# GIVEN REQUEST
Which lines in the listing below contain the string "ceiling"? Report every one of them in full, counting a line only when its letter case matches.

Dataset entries
━━━━━━━━━━

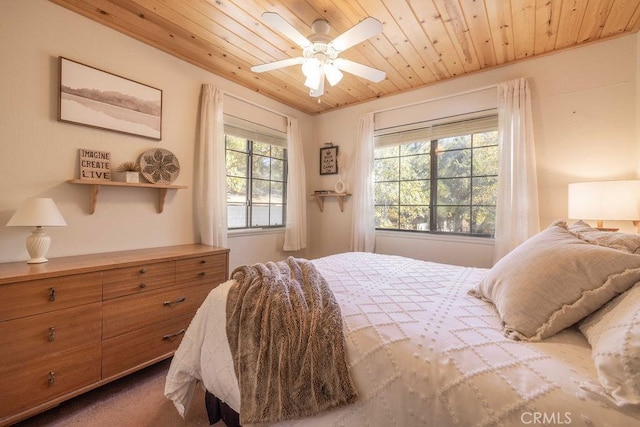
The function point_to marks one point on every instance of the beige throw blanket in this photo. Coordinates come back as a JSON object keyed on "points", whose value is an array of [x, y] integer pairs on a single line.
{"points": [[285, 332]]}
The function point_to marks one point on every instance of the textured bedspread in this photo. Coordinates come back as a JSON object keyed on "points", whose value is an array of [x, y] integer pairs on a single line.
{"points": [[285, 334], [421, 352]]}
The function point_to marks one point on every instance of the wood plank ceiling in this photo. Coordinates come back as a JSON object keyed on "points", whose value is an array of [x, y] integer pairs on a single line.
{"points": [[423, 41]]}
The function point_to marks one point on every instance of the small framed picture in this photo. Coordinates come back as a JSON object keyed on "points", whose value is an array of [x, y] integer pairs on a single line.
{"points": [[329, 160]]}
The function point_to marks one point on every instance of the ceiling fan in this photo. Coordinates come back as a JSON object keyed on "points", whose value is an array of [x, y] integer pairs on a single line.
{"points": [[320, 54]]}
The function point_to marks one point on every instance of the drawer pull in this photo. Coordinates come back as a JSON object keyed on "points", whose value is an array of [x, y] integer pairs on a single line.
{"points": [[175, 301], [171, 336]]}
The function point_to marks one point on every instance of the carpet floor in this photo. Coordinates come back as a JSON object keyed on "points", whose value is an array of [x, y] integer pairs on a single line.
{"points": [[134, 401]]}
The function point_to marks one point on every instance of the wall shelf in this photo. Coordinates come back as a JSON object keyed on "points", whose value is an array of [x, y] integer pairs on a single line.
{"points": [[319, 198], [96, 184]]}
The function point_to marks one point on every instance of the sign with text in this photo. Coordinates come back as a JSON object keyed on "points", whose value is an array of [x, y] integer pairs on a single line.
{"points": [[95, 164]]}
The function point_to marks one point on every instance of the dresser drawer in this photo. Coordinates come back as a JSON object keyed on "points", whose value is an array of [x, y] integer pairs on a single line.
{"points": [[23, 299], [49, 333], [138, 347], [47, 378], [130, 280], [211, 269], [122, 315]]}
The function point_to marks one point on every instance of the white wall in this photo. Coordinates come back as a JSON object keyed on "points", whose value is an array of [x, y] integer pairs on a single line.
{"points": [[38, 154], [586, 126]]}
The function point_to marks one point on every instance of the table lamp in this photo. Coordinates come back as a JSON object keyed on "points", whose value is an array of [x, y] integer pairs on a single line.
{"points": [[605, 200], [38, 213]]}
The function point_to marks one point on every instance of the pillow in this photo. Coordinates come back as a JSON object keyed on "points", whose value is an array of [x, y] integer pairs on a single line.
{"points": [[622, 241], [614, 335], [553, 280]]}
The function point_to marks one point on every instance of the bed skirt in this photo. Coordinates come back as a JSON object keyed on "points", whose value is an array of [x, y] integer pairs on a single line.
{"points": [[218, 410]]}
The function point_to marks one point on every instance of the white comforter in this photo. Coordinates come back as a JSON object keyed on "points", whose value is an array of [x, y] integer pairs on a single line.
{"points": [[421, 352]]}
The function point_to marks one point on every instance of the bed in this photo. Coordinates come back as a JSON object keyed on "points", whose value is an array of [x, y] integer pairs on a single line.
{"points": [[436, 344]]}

━━━━━━━━━━

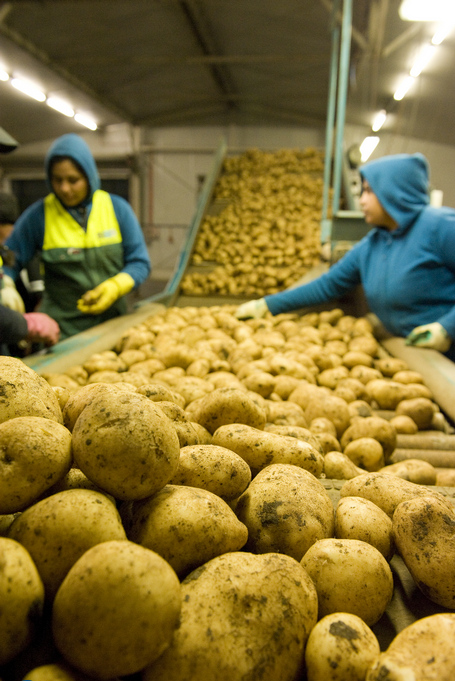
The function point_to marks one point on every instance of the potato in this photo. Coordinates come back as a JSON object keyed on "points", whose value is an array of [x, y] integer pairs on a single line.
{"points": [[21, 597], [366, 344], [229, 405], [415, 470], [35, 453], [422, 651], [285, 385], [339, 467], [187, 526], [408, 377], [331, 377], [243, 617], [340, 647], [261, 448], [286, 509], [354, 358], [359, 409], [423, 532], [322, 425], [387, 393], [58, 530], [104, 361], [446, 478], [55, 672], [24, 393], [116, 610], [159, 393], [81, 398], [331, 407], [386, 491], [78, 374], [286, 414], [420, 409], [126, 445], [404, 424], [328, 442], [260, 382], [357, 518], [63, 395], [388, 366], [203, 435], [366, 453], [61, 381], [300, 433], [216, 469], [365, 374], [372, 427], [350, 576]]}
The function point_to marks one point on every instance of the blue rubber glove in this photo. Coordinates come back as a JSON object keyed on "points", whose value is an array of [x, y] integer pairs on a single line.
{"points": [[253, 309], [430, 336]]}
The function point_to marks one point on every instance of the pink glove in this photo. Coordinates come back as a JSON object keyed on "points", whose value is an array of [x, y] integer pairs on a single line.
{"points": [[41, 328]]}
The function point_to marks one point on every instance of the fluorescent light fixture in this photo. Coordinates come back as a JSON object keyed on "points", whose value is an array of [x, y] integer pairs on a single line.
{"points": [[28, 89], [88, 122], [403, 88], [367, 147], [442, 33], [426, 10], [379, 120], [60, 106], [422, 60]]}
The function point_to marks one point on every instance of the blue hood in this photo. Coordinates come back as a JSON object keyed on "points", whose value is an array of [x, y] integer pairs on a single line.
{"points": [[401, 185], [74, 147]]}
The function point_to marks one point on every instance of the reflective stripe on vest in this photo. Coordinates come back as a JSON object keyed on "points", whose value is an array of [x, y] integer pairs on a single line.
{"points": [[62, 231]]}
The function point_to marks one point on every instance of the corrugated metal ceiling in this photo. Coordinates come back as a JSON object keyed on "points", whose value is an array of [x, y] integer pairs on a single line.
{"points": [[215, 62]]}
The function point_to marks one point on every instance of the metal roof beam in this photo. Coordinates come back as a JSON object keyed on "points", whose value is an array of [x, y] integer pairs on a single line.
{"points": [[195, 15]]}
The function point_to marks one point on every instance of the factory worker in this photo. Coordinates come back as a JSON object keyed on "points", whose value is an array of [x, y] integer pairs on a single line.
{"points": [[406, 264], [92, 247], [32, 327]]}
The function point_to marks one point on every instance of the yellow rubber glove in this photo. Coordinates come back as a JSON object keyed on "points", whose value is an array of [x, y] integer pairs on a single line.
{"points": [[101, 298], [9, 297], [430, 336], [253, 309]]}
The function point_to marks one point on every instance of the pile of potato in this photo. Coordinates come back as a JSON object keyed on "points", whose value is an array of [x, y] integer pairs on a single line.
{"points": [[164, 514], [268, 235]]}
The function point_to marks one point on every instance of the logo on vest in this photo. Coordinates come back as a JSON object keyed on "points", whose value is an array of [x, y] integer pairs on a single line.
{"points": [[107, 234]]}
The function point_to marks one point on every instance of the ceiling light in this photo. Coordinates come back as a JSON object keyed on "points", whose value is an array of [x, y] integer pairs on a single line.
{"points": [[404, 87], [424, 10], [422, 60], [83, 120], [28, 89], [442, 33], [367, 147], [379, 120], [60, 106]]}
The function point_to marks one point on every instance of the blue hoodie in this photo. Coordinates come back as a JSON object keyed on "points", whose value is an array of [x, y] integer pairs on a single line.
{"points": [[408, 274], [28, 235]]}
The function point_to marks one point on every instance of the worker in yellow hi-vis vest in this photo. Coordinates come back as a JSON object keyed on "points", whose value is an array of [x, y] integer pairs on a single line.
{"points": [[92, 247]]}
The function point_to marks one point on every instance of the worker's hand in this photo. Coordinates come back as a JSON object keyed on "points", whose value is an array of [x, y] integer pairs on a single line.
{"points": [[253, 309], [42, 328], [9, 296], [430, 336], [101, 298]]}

━━━━━━━━━━

# RESPONSE TO THIS TASK
The function point_to marks one point on every instance of the wood plank ceiling in this photo. Coordinates come back as a JSON object keyed on "points", whose value is an array of [x, y] integer pairs on a single line.
The function point_to marks one point on every instance of the ceiling fan in this photo. Coordinates come back as a JSON object keyed on "points", whose value is an array of [x, y] integer pairs on a single line.
The function point_to marks one point on every instance of the corrugated metal ceiling in this photo. Coordinates come back as a JSON object keyed on "points", whose value is an array of [x, y] integer pairs on a single line.
The function point_to marks one point on every instance of the ceiling light in this photo. Coordinates come back as a JSON object keyed on "points", whose value is an array of [x, y] integer pairs on a single line.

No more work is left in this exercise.